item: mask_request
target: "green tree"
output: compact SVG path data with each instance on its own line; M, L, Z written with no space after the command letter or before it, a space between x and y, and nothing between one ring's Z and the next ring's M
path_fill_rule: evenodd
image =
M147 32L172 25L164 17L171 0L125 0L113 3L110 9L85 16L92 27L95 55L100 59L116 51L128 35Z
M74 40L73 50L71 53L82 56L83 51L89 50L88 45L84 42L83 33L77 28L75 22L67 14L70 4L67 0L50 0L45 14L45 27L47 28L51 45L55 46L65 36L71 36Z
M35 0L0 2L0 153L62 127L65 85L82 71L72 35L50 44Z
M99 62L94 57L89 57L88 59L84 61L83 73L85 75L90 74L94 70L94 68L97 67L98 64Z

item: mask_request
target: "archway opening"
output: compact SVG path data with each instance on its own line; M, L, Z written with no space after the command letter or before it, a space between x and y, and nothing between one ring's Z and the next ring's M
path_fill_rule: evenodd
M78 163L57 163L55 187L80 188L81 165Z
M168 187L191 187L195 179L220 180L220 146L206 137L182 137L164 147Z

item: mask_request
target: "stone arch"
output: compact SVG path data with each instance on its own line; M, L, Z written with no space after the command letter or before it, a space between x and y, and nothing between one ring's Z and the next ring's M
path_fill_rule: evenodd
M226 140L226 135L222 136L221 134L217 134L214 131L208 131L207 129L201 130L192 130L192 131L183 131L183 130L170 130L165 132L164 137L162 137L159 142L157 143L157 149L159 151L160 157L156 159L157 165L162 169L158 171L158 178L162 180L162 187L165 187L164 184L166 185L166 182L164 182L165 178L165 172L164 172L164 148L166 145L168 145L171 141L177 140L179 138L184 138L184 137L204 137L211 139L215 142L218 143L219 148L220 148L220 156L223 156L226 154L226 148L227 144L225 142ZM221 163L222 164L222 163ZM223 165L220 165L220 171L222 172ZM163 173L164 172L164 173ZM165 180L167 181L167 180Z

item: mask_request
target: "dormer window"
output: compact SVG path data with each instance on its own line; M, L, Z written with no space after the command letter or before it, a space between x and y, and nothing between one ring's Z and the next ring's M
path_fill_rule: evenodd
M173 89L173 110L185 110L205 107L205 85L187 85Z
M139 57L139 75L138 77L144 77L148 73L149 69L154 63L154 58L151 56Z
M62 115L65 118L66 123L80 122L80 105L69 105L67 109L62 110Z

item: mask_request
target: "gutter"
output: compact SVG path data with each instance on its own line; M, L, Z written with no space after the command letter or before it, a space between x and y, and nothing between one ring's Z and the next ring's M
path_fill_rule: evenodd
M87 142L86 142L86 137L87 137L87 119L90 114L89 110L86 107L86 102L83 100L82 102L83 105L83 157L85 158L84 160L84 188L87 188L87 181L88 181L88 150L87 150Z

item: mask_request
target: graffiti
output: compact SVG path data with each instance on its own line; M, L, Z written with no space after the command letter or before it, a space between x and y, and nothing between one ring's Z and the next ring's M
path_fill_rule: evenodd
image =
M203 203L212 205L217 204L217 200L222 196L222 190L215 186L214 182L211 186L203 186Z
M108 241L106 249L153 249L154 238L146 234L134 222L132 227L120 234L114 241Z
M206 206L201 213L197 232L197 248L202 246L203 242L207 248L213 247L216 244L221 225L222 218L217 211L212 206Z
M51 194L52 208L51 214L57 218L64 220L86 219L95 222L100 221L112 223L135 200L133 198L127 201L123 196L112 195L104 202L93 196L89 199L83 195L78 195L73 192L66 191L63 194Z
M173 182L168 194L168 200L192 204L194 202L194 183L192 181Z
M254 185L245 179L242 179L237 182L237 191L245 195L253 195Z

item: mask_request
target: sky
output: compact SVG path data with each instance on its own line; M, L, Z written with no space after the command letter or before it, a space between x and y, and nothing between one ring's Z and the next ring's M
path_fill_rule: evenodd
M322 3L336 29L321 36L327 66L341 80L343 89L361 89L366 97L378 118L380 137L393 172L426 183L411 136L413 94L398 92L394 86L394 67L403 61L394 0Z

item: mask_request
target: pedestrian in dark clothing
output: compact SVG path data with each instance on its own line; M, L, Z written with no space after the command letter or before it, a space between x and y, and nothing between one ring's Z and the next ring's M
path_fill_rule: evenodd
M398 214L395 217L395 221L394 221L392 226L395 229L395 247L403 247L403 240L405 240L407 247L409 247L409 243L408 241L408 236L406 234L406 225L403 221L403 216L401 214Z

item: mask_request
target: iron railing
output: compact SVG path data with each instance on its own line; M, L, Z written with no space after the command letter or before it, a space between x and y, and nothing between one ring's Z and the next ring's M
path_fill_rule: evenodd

Work to be completed
Rewrite all of the data above as a JSON list of strings, with one string for each line and no entries for blank lines.

Solution
[
  "item: mask_request",
  "target: \"green tree\"",
  "output: compact SVG path data with each instance on its own line; M, L, Z written with no space after the command letter or before it, a space between x and y, and nothing between one ring's Z and the next ring's M",
  "path_fill_rule: evenodd",
  "image =",
  "M147 32L172 25L164 17L171 0L125 0L113 3L110 9L85 16L92 27L95 55L100 59L116 51L128 35Z",
  "M74 40L73 50L71 53L82 56L83 51L89 50L88 45L84 42L83 33L77 28L75 22L67 14L70 4L67 0L50 0L45 14L45 27L47 28L51 45L55 46L65 36L71 36Z",
  "M35 0L0 2L0 153L62 127L65 85L82 71L72 35L50 44Z",
  "M99 62L94 57L89 57L88 59L84 61L83 73L85 75L90 74L94 70L94 68L97 67L98 64Z",
  "item: mask_request",
  "target: \"archway opening\"",
  "output: compact SVG path data with each instance on its own line; M, L, Z written with no space after the command letter or before it, a space between x and y, and nothing between one ring's Z and the next ring's M",
  "path_fill_rule: evenodd",
  "M78 163L57 163L55 187L80 188L81 165Z",
  "M168 187L191 187L195 179L220 180L220 146L206 137L182 137L164 147Z",
  "item: mask_request",
  "target: \"stone arch\"",
  "output: compact SVG path data with each instance on its own line; M, L, Z written with no space after the command letter or before it, a space between x and y, and nothing between one ring's Z and the next ring's M",
  "path_fill_rule: evenodd",
  "M226 140L226 135L222 136L221 134L217 134L214 131L208 131L207 129L201 130L192 130L192 131L183 131L183 130L170 130L165 132L164 137L162 137L159 142L157 143L157 149L159 151L160 157L156 159L157 165L162 169L158 171L158 178L162 180L162 187L165 187L164 184L166 185L166 182L164 182L165 178L165 172L164 172L164 148L166 145L168 145L171 141L177 140L179 138L184 138L184 137L204 137L211 139L215 142L218 143L219 148L220 148L220 156L223 156L226 154L226 148L227 144L225 142ZM221 163L222 164L222 163ZM223 165L220 165L220 171L222 172ZM163 173L164 172L164 173ZM165 180L167 181L167 180Z",
  "item: mask_request",
  "target: \"dormer window\"",
  "output: compact SVG path data with each instance on its own line; M, L, Z written with no space after the command letter or before it, a space between x and y, and nothing between one ring's Z and the next ring's M",
  "path_fill_rule: evenodd",
  "M173 89L173 110L185 110L205 107L205 85L187 85Z",
  "M139 57L139 75L138 77L144 77L148 73L149 69L154 63L154 58L151 56Z",
  "M62 115L65 118L66 123L80 122L80 105L69 105L67 109L62 110Z",
  "item: mask_request",
  "target: \"gutter\"",
  "output: compact SVG path data with each instance on its own line; M, L, Z written with no space after the command letter or before it, a space between x and y, and nothing between one ring's Z and the next ring's M",
  "path_fill_rule: evenodd",
  "M87 142L86 142L86 137L87 137L87 119L90 114L89 110L86 107L86 102L83 100L82 102L83 105L83 157L85 158L84 160L84 188L87 188L87 181L88 181L88 150L87 150Z",
  "item: mask_request",
  "target: graffiti",
  "output: compact SVG path data with each instance on its own line; M, L, Z written with no space after the command letter or before it, a space between x and y, and nothing between one ring's Z and the next ring's M",
  "path_fill_rule: evenodd",
  "image =",
  "M203 203L212 205L217 204L217 200L222 196L222 190L215 186L214 182L211 186L203 186Z",
  "M108 241L106 249L153 249L154 238L146 234L134 222L132 227L120 234L114 241Z",
  "M206 206L201 213L197 232L197 248L202 246L203 242L207 248L213 247L216 244L221 225L222 218L217 211L212 206Z",
  "M51 194L52 208L51 214L57 218L64 220L86 219L95 222L100 221L112 223L135 200L133 198L127 201L123 196L112 195L104 202L93 196L89 199L83 195L78 195L73 192L66 191L63 194Z",
  "M173 182L168 194L168 200L192 204L194 202L194 183L192 181Z",
  "M254 185L245 179L242 179L237 182L237 191L245 195L253 195Z",
  "item: mask_request",
  "target: sky",
  "output: compact SVG path data with each instance on its own line; M, L, Z written with no space after the command letter or before it, a space between x and y, and nothing between one ring's Z and the next ring's M",
  "path_fill_rule: evenodd",
  "M322 3L336 29L321 36L327 66L341 80L343 89L361 89L366 97L378 118L380 137L393 172L426 183L411 136L413 94L398 92L394 86L394 67L403 61L394 0Z",
  "item: mask_request",
  "target: pedestrian in dark clothing",
  "output: compact SVG path data with each instance on its own line; M, L, Z written with no space after the command letter or before it, a space between x and y, and nothing between one ring's Z and the next ring's M",
  "path_fill_rule: evenodd",
  "M398 214L395 217L395 221L394 221L392 226L395 229L395 247L403 247L403 240L405 240L407 247L409 247L409 243L408 241L408 236L406 234L406 225L403 221L403 216L401 214Z",
  "item: mask_request",
  "target: iron railing",
  "output: compact SVG path data with each instance on its own line; M, L, Z written with no space after the command letter or before it, a space between x and y, and nothing between one ring's Z and the next ring's M",
  "path_fill_rule: evenodd"
]